==== SELECTED PASSAGE ====
Comprehensive Epilepsy Center
For patients who do not respond to medication, epilepsy surgery can dramatically improve quality of life. In addition to video and electroencephalographic (EEG) monitoring, imaging techniques such as magnetic resonance imaging (MRI), positron emission tomography (PET), and single photon emission tomography (SPECT) help pinpoint the seizure focus even when lesions do not appear on routine imaging. Neuropsychological tests and magnetoencephalography (MEG) and intracranial EEG electrodes also offer important clues to the seizure focus.
Locating the Seizure Focus: About the EMU
In order to locate where in the brain the seizures originate, many patients undergo monitoring in our Epilepsy Monitoring Unit.
Our six-bed unit is located in the Ardmore Tower of Wake Forest Baptist Health. Each private room contains video-EEG monitoring equipment and is large enough for a family member to remain with the patient at all times.
Monitored information is sent to a central control room and recorded for later analysis by epileptologists. Patients may socialize and take part in recreational activities in the facility's day room while being observed on video and EEG.
Learn more about the Epilepsy Monitoring Unit.
====
EXERCISE 1
According to the epilepsy center text, where is the Epilepsy Monitoring Unit located?
EXERCISE 2
Translate this sentence from the epilepsy center text into Spanish: "Monitored information is sent to a central control room and recorded for later analysis by epileptologists."
==== DATASET ENTRIES ====
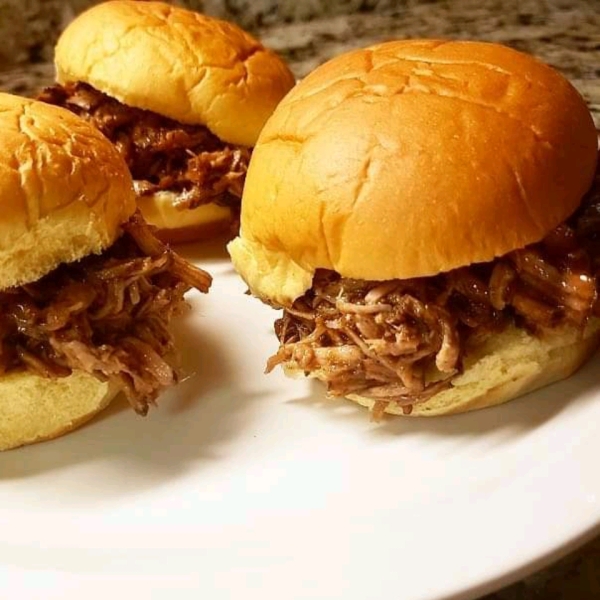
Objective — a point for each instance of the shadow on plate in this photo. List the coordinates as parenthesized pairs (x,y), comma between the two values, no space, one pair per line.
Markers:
(212,249)
(508,420)
(191,425)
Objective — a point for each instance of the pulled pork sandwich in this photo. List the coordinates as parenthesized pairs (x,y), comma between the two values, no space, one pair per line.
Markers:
(182,96)
(425,214)
(87,293)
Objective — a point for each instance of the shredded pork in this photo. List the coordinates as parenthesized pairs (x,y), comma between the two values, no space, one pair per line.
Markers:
(162,154)
(107,315)
(403,341)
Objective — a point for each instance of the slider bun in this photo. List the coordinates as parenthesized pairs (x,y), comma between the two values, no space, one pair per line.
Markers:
(176,226)
(507,365)
(34,408)
(411,158)
(64,190)
(177,63)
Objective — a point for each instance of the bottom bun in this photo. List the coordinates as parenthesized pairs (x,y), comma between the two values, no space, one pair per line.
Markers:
(34,408)
(503,367)
(177,226)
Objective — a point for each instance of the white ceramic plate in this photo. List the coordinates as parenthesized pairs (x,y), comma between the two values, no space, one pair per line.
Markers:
(241,485)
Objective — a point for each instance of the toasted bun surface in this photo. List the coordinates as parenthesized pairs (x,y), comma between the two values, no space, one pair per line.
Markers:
(408,159)
(507,365)
(175,62)
(64,190)
(187,225)
(34,409)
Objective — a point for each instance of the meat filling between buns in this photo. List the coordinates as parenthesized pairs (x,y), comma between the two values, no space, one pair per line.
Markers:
(107,315)
(403,341)
(162,154)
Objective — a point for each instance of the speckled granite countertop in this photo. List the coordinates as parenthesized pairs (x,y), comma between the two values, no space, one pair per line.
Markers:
(564,33)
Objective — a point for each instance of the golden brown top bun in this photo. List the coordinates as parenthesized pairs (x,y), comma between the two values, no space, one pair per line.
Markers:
(64,190)
(177,63)
(411,158)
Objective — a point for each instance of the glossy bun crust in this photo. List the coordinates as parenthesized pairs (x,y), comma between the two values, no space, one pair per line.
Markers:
(64,190)
(411,158)
(175,62)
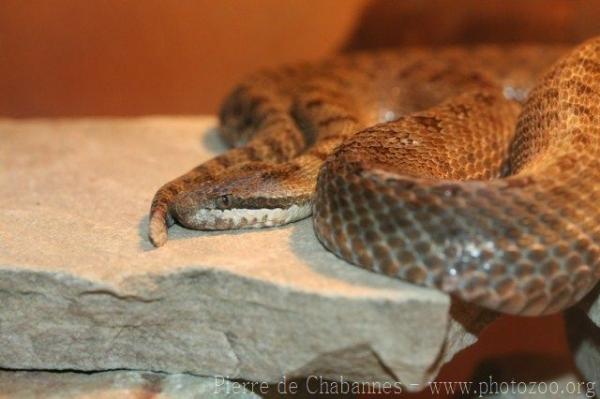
====
EXERCISE SOLUTION 1
It is in the Ardmore Tower of Wake Forest Baptist Health.

EXERCISE SOLUTION 2
La información monitorizada se envía a una sala de control central y se registra para su posterior análisis por parte de los epileptólogos.